These patches apply against my last series and fix all known
ABIv2 issues.

To stress the module loader and dynamic ftrace code, I built an
allmodconfig kernel and inserted every module I could. I found a bunch
of bugs in the modules themselves, but in the end I managed to
get quite a few modules to load:

# cat /proc/modules | wc -l
3830

It survived a fair bit of poking (enabling/disabling function tracers
etc).

Anton Blanchard (7):
  powerpc: Add _GLOBAL_TOC for ABIv2 assembly functions exported to
    modules
  powerpc: ftrace_caller, _mcount is exported to modules so needs
    _GLOBAL_TOC()
  powerpc/kprobes: Fix ABIv2 issues with kprobe_lookup_name
  powerpc/modules: Create is_module_trampoline()
  powerpc/modules: Create module_trampoline_target()
  powerpc/ftrace: Use module loader helpers to parse trampolines
  powerpc/ftrace: Fix ABIv2 issues with __ftrace_make_call

 arch/powerpc/include/asm/kprobes.h |   5 +-
 arch/powerpc/include/asm/module.h  |   3 +
 arch/powerpc/include/asm/ppc_asm.h |  12 ++++
 arch/powerpc/kernel/entry_64.S     |   7 +-
 arch/powerpc/kernel/ftrace.c       | 137 +++++++++++--------------------------
 arch/powerpc/kernel/module_64.c    |  80 ++++++++++++++++++++--
 arch/powerpc/lib/copyuser_64.S     |   2 +-
 arch/powerpc/lib/memcpy_64.S       |   2 +-
 8 files changed, 136 insertions(+), 112 deletions(-)

-- 
1.8.3.2

^ permalink raw reply

* [PATCH 1/7] powerpc: Add _GLOBAL_TOC for ABIv2 assembly functions exported to modules
From: Anton Blanchard @ 2014-04-04  6:09 UTC (permalink / raw)

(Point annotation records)

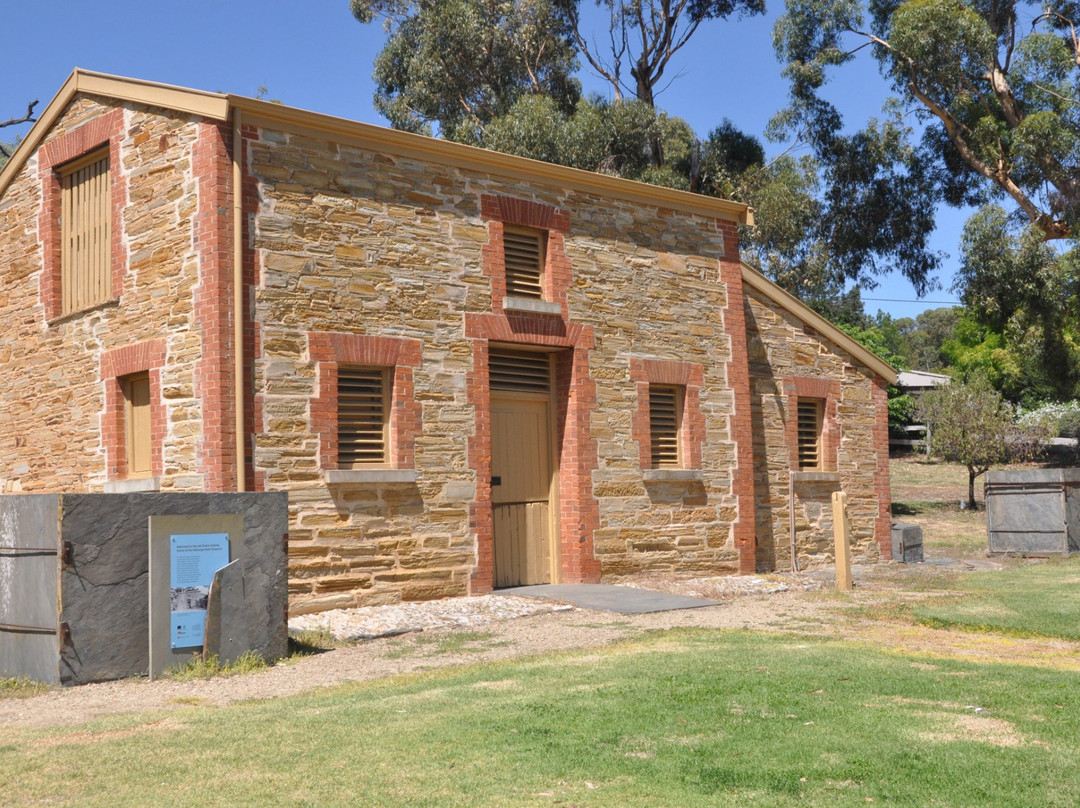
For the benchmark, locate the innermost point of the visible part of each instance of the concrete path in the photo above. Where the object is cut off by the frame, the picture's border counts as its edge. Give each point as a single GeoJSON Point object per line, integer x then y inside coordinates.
{"type": "Point", "coordinates": [607, 597]}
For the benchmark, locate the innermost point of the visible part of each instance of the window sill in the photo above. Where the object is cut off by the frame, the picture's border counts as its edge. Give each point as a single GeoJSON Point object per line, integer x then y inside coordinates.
{"type": "Point", "coordinates": [111, 303]}
{"type": "Point", "coordinates": [530, 306]}
{"type": "Point", "coordinates": [135, 485]}
{"type": "Point", "coordinates": [815, 476]}
{"type": "Point", "coordinates": [672, 475]}
{"type": "Point", "coordinates": [340, 476]}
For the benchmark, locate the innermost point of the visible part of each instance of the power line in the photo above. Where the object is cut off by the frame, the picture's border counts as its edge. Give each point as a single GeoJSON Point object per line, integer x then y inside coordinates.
{"type": "Point", "coordinates": [900, 299]}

## Requirements:
Write out the patch announcement above word for word, from "It survived a" to "powerpc/modules: Create module_trampoline_target()".

## Written response:
It survived a fair bit of poking (enabling/disabling function tracers
etc).

Anton Blanchard (7):
  powerpc: Add _GLOBAL_TOC for ABIv2 assembly functions exported to
    modules
  powerpc: ftrace_caller, _mcount is exported to modules so needs
    _GLOBAL_TOC()
  powerpc/kprobes: Fix ABIv2 issues with kprobe_lookup_name
  powerpc/modules: Create is_module_trampoline()
  powerpc/modules: Create module_trampoline_target()